■ **Excerpt to read**
* * * * * * *

Dunhuang Sternkarte, China, Tang Dynastie

UNSERE CHRONIK

Ein Überblick über die Förderarbeit der Udo Keller Stiftung Forum Humanum anhand der Ereignisse eines Jahres.


Montag, 30. Mai 2022

Proof and Computation 2022

International meeting from 30 May to 2 June 2022 at Cohaus Schlehdorf in Bavaria
Proofs in mathematical practice serve to warrant the truth of mathematical theorems. Proof theory arose with Hilbert's programme to put abstract mathematics on a firm basis by proving consistency in the meta-mathematics and by finite methods only. Gödel's incompleteness theorems have allegedly dashed Hilbert's programme as such but thus have stood at the beginning of a seminal paradigm shift in proof theory: to see mathematical proofs also as a rich source of computational information such as certified algorithms and effective bounds. Contemporary research in this fertile area is known under terms such as dynamical methods, program extraction and proof mining.

Incidentally, today's quest for safety and reliability of data and algorithms is very similar to the debate on foundations of mathematics about a century ago which culminated in Hilbert's and Gödel's advances---today, however, with grave consequences for technology and economy. The key to solving these problems of the digital society up to artificial intelligence is to be found in the logical grounding of mathematics and computer science themselves, the current development of which leads to new joint research methods and perspectives in mathematics and computer science.

* * * * * * *

■ **Rows from a box labeling dataset**
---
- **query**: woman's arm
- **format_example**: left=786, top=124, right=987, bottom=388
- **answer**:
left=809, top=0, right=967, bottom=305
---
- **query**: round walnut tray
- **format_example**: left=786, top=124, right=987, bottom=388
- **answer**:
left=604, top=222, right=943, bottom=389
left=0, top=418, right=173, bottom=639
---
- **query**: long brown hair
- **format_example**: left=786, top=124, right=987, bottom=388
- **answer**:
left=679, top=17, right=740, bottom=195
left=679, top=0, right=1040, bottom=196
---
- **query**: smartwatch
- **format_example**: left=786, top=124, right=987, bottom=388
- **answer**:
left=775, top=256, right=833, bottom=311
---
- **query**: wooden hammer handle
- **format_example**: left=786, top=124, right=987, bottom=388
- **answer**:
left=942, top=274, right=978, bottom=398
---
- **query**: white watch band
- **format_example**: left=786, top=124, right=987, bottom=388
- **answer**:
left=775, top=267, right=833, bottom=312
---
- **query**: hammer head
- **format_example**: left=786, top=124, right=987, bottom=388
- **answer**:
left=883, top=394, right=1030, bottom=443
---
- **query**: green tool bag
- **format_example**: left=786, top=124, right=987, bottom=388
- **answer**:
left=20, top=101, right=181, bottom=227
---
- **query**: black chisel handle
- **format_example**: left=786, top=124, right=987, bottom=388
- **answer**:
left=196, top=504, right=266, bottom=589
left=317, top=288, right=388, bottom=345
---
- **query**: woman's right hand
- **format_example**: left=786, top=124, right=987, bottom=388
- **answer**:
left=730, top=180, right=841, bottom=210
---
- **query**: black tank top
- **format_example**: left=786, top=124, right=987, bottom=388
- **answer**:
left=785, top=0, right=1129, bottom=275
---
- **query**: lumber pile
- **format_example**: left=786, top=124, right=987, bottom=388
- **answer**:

* * * * * * *

■ **Problems to solve**
[A] Reproduce the Proof and Computation 2022 excerpt, everything from "International meeting from" down to "and proof mining.", swapping "Hilbert's programme" for "Hilbert's program".
[B] Recast the dataset rows, everything from their first line down to the line containing "left=883, top=394, right=1030, bottom=443", as a Markdown table with a Row column numbering each line and a Line column holding it, skipping blank lines.
The text and the rows are unrelated.

■ **Outputs**
[A]
International meeting from 30 May to 2 June 2022 at Cohaus Schlehdorf in Bavaria
Proofs in mathematical practice serve to warrant the truth of mathematical theorems. Proof theory arose with Hilbert's program to put abstract mathematics on a firm basis by proving consistency in the meta-mathematics and by finite methods only. Gödel's incompleteness theorems have allegedly dashed Hilbert's program as such but thus have stood at the beginning of a seminal paradigm shift in proof theory: to see mathematical proofs also as a rich source of computational information such as certified algorithms and effective bounds. Contemporary research in this fertile area is known under terms such as dynamical methods, program extraction and proof mining.

[B]
| Row | Line |
|---|---|
| 1 | --- |
| 2 | - **query**: woman's arm |
| 3 | - **format_example**: left=786, top=124, right=987, bottom=388 |
| 4 | - **answer**: |
| 5 | left=809, top=0, right=967, bottom=305 |
| 6 | --- |
| 7 | - **query**: round walnut tray |
| 8 | - **format_example**: left=786, top=124, right=987, bottom=388 |
| 9 | - **answer**: |
| 10 | left=604, top=222, right=943, bottom=389 |
| 11 | left=0, top=418, right=173, bottom=639 |
| 12 | --- |
| 13 | - **query**: long brown hair |
| 14 | - **format_example**: left=786, top=124, right=987, bottom=388 |
| 15 | - **answer**: |
| 16 | left=679, top=17, right=740, bottom=195 |
| 17 | left=679, top=0, right=1040, bottom=196 |
| 18 | --- |
| 19 | - **query**: smartwatch |
| 20 | - **format_example**: left=786, top=124, right=987, bottom=388 |
| 21 | - **answer**: |
| 22 | left=775, top=256, right=833, bottom=311 |
| 23 | --- |
| 24 | - **query**: wooden hammer handle |
| 25 | - **format_example**: left=786, top=124, right=987, bottom=388 |
| 26 | - **answer**: |
| 27 | left=942, top=274, right=978, bottom=398 |
| 28 | --- |
| 29 | - **query**: white watch band |
| 30 | - **format_example**: left=786, top=124, right=987, bottom=388 |
| 31 | - **answer**: |
| 32 | left=775, top=267, right=833, bottom=312 |
| 33 | --- |
| 34 | - **query**: hammer head |
| 35 | - **format_example**: left=786, top=124, right=987, bottom=388 |
| 36 | - **answer**: |
| 37 | left=883, top=394, right=1030, bottom=443 |